What the task asks:
Can you repeat, word for word, the part of the records that opens with the line containing "Each instance receives one point. Mark the roof" and runs through the final line, with both ends included?

-- Start of Exercise data --

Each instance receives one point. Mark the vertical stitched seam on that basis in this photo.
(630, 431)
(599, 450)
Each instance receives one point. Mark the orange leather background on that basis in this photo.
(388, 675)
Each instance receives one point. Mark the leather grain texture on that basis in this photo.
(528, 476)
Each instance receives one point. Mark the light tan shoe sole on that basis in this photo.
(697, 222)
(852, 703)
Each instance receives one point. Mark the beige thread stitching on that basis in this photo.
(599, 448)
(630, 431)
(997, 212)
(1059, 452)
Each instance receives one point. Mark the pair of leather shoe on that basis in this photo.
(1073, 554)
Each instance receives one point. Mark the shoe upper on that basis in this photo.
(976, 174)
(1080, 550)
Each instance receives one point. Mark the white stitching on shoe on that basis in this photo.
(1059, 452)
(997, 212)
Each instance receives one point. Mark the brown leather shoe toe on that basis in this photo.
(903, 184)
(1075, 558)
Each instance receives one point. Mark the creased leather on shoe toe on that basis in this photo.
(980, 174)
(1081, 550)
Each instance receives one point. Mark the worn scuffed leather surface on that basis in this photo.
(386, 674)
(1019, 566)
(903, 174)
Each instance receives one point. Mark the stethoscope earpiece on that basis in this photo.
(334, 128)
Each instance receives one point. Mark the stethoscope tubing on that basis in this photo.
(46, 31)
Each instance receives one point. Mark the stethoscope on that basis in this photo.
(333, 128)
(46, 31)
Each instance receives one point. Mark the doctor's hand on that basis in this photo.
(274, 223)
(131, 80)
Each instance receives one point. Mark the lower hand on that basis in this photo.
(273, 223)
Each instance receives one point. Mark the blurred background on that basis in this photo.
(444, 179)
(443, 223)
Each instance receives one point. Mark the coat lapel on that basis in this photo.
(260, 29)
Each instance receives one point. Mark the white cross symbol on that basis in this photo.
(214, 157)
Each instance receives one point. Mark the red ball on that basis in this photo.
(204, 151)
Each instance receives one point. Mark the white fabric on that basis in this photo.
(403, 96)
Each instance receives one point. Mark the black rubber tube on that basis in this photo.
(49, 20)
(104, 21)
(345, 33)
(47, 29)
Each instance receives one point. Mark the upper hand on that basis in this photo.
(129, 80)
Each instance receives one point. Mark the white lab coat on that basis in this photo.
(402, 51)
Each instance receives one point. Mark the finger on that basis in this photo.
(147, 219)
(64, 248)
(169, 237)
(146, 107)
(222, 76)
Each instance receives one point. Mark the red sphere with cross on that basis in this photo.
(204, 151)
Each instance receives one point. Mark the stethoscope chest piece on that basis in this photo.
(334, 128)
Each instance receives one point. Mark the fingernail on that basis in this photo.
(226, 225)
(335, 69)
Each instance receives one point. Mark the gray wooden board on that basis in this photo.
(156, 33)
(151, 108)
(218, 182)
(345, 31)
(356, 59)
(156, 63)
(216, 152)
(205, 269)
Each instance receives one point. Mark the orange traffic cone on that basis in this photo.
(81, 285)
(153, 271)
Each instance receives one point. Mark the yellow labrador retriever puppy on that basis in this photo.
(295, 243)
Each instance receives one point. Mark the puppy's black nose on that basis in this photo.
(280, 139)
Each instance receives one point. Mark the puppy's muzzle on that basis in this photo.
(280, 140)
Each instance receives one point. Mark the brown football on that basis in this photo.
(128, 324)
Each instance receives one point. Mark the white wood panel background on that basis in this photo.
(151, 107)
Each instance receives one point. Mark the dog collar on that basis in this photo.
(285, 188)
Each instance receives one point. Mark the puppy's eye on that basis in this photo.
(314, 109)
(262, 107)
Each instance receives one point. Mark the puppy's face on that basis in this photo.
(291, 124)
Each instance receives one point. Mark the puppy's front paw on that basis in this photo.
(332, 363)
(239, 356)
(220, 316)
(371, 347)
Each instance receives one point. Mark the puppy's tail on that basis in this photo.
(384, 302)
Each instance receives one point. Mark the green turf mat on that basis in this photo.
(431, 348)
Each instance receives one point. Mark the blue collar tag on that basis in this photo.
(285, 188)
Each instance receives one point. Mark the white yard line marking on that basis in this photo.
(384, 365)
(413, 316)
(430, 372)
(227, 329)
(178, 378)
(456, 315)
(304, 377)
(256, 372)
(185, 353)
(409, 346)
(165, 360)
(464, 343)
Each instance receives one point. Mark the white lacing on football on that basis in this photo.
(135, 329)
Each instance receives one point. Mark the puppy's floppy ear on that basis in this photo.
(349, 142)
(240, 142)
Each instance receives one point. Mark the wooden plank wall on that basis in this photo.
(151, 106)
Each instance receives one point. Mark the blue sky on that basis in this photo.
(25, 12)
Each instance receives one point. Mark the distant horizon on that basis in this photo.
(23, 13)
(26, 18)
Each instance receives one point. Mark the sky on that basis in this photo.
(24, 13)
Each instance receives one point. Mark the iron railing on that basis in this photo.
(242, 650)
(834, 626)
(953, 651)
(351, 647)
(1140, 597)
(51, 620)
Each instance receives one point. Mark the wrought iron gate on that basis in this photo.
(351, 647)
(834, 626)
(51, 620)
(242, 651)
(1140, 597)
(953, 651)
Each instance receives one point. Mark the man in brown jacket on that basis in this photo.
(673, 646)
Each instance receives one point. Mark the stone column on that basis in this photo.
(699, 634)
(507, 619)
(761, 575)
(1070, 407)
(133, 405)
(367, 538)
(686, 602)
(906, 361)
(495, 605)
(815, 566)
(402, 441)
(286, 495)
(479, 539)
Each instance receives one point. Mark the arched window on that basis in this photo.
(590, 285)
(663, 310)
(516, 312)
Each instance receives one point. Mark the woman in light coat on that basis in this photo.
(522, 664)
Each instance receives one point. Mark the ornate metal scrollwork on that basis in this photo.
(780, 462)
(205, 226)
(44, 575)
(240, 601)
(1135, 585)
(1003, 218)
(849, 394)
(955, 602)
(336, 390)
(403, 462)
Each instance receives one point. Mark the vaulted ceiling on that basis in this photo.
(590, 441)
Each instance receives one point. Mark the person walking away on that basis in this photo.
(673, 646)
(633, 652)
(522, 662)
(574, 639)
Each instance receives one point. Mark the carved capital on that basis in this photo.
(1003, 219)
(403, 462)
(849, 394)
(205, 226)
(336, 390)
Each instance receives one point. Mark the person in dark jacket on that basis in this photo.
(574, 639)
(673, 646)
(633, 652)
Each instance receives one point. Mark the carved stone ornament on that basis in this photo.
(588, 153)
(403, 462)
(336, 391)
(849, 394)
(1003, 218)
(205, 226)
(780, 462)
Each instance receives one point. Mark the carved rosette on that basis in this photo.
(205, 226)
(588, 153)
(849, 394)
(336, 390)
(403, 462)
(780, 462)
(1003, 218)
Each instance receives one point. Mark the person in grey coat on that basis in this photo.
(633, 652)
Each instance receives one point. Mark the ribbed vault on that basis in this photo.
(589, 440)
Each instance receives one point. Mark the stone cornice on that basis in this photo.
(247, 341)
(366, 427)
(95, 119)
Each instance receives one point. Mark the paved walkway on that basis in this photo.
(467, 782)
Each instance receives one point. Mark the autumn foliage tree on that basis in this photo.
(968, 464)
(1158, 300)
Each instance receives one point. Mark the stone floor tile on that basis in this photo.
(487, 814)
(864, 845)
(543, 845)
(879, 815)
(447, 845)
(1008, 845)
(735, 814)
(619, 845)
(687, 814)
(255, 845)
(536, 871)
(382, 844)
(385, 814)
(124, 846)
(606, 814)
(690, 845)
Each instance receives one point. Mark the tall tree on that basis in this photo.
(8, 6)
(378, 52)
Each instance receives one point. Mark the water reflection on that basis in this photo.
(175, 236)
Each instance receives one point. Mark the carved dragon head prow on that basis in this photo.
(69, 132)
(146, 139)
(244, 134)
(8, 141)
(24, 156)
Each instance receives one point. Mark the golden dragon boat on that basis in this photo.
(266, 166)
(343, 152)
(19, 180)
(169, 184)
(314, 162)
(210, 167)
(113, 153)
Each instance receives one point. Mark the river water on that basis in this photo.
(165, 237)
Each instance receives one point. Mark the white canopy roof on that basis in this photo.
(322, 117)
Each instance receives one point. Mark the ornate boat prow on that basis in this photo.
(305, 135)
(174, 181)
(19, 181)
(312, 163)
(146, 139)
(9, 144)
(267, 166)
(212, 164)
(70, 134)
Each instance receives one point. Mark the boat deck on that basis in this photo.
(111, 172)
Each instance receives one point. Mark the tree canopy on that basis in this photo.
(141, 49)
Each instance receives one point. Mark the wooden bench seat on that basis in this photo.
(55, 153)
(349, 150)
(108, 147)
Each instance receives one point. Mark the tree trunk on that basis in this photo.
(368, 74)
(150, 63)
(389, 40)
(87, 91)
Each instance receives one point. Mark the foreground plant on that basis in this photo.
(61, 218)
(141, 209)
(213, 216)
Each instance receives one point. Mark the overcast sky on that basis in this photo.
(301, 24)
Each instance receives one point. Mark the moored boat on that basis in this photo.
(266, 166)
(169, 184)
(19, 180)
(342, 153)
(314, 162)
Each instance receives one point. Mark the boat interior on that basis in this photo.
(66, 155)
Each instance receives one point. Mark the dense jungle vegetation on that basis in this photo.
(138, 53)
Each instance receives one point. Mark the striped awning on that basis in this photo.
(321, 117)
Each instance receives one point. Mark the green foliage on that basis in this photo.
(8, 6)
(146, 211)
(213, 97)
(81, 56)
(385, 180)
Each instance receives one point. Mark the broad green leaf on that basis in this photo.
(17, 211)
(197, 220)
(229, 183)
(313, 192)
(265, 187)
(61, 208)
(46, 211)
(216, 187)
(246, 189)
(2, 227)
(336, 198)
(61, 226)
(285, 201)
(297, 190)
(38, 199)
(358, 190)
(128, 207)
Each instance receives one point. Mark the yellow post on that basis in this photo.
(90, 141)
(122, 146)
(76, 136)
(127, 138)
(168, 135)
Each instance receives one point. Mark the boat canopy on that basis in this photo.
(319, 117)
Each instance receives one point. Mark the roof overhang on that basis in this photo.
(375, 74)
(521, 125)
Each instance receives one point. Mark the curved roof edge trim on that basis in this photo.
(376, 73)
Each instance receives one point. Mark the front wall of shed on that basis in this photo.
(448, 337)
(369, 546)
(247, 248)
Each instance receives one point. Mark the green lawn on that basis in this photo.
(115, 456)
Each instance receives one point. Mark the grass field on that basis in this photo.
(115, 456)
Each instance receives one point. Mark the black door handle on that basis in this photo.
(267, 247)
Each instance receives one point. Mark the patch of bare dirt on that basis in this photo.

-- End of Exercise data --

Answer to this task:
Each instance receives one point. Mark the roof overhang on that basis in this photo.
(375, 74)
(521, 125)
Each instance receives one point. Mark the curved roof edge trim on that basis in this photo.
(376, 73)
Each instance receives one point. Mark the front wall of shed on that basis in this photo.
(448, 337)
(369, 546)
(247, 248)
Each instance receives one point. Mark the green lawn on that basis in this photo.
(115, 456)
Each instance receives one point. Mark the grass field on that basis in this photo.
(115, 456)
Each instance receives one point. Mark the black door handle on that basis in this photo.
(267, 247)
Each instance receives one point. Mark the patch of bare dirt on that basis in this photo.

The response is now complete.